§ Task directions: Which lines of the records below contain the word "woman"? Copy each of them out.

§ Source data:
^^^^^^^^

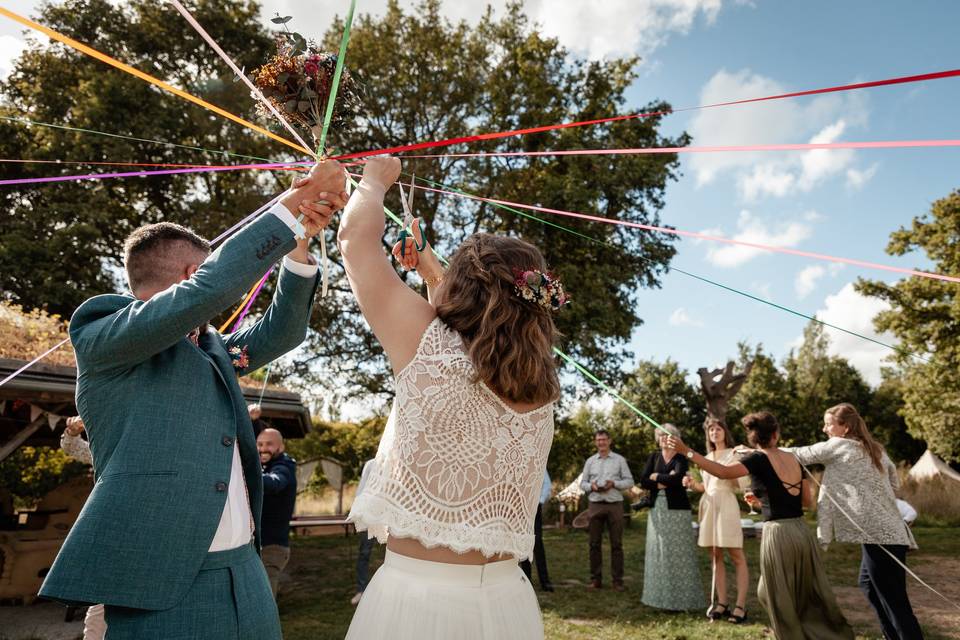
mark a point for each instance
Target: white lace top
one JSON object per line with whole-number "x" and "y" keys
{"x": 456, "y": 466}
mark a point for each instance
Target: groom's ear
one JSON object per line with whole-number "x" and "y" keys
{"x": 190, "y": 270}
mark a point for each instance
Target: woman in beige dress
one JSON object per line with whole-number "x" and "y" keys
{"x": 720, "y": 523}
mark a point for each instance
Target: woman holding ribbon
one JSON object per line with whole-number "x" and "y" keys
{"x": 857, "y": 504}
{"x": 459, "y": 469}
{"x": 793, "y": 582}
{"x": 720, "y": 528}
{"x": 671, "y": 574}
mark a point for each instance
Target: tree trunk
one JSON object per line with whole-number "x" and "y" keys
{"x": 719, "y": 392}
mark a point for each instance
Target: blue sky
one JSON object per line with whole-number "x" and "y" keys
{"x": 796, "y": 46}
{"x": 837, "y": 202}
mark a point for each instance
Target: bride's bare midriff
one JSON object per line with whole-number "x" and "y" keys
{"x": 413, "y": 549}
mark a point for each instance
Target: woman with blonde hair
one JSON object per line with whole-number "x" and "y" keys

^^^^^^^^

§ Solution to the problem:
Target: woman in beige dress
Target: woman holding ribbon
Target: woman with blonde hair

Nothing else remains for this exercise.